:: Given problem A ::
Scale the records starting at the line that contains "Teacher note: have the class pick out the row" and ending at the end of the records, giving only those lines again with the request included. Multiply every coordinate in the answers by 0.45 and round each result to a whole number, rounding halves up.

:: Passage ::

# Snowballs in July



## st3gamefarm (Jun 24, 2012)

Yesterday, I started the project of replacing all the bushings in the front end of my '46 2N. Then the "might as wells" came up. You know, "while you have it down, might as well.....  
So as it stands now, I've got the hood ready for paint, new headlight bulbs, fenders going to the sandblaster tomorrow. Brake linings on order, along with new bushings for the cross shafts. I can't get the rest of the tractor ready for paint untill I get the front end back together. (I need to get it outside for a good cleaning) Then I decided that I needed to check out the Sherman, as it makes an awful whine when in high range. (Shoulda' done it when I did the clutch, but hadda have the tractor) Then I noticed that the wiring is a bit frazzeled, so I'll be re-wiring as well. 
I'm just glad it doesn't need tires.


----------



## pogobill (Jan 31, 2012)

Throw some pictures of your hard work up here, we like seeing what others are up to that's for sure!


----------



## st3gamefarm (Jun 24, 2012)

Here's a couple of pictures of the project I wish I'd never started. I need the tractor right now. 

But anyway, I got the bushings in the front end, and got it all cleaned up.
Then pulled it back in, and took the rear wheels off. When I pulled the axles, I was pleased to find that someone had already done the grease seal upgrade. 
I found that the brake linings were in fair shape, But I decided to replace them anyway, due to them being bonded linings. I've had bad experience with bonded linings, and mechanical brakes. I know that it probably rolled off the assembly line with bonded linings. But The woven linings work much better with mechanical drum brakes, than the bonded does.

Hood is painted, fenders have been blasted and bodywork is being done.
I ordered the wrong length rivits for the brake linings, so I'll have to wait 'till Mon. to finish up the brakes. But no worries. I may go ahead and paint the main body anyway. 
I'm not going for show here, as this little machine is a workhorse, not a "trailor queen". I'll wirebrush off the loose paint, and paint over what's left. My plan is to keep the "rust monster" at bay. Not take it to shows.


----------



## st3gamefarm (Jun 24, 2012)

Starting to come together:


----------



## Ken N Tx (Sep 20, 2003)

What is going on with the clutch pedal ??edro:


----------



## st3gamefarm (Jun 24, 2012)

The backing plate comes off with the rear axle assembly. The brake shaft is attached to the backing plate and comes with it. Rather than un hook the clevis from the clutch pedal, I just let the pedal slide off the shaft, and it's just kinda dangling there. I stuck the backing plates back on the axle housing with a couple of bolts in the holes to facilitate the removal, and instalation of the brake shoes.


----------



## Fredneck (May 25, 2012)

looking great so far, shorty.

please feel free to do mine next


----------



## st3gamefarm (Jun 24, 2012)

Fredneck said:


> looking great so far, shorty.
> 
> please feel free to do mine next


 I'll be glad to do yours next. outta here

Between work, and work, I haven't been able to work on it for the past week or so. I honestly think they're tryin' ta pay me to die. I haven't had a day off now in 2 weeks, and then when I had a day off, I had so much stuff to do tryin' to catch up on th' chores around th' house, I couldn't work on the tractor. 

I finally convinced th' "Ol Lady" that I'll allways be behind, unless I can get th' tractor up and running again. I sorely miss it, and really need it right now.


----------

:: Data rows ::
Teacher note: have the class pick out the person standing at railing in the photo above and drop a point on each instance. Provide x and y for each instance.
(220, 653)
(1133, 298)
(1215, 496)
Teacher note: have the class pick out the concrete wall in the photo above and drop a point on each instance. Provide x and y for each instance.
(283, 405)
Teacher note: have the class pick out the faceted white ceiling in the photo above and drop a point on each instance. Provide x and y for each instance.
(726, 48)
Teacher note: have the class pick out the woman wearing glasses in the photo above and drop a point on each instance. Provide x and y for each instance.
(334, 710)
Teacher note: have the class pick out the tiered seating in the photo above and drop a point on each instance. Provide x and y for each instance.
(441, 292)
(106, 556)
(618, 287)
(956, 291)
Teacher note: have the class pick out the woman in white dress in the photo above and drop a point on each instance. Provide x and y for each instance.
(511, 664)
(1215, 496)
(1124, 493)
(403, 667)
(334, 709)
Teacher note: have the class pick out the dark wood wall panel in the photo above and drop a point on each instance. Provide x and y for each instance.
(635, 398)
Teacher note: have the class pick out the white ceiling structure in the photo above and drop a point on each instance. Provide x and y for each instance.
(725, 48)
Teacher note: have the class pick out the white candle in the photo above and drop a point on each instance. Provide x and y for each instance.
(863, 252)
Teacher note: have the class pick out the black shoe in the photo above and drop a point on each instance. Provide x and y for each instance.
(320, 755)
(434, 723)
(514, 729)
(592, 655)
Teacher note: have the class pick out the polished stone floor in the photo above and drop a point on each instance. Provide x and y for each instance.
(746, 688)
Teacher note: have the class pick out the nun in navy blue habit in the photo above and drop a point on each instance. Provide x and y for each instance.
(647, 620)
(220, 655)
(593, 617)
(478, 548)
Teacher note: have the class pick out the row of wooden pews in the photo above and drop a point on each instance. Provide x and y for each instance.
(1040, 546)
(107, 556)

:: Given problem B ::
Reproduce word for word the part of the tractor forum thread starting at "Yesterday, I started" and ending at "re-wiring as well.".

:: Task response A ::
Teacher note: have the class pick out the row of wooden pews in the photo above and drop a point on each instance. Provide x and y for each instance.
(468, 246)
(48, 250)

:: Task response B ::
Yesterday, I started the project of replacing all the bushings in the front end of my '46 2N. Then the "might as wells" came up. You know, "while you have it down, might as well.....  
So as it stands now, I've got the hood ready for paint, new headlight bulbs, fenders going to the sandblaster tomorrow. Brake linings on order, along with new bushings for the cross shafts. I can't get the rest of the tractor ready for paint untill I get the front end back together. (I need to get it outside for a good cleaning) Then I decided that I needed to check out the Sherman, as it makes an awful whine when in high range. (Shoulda' done it when I did the clutch, but hadda have the tractor) Then I noticed that the wiring is a bit frazzeled, so I'll be re-wiring as well.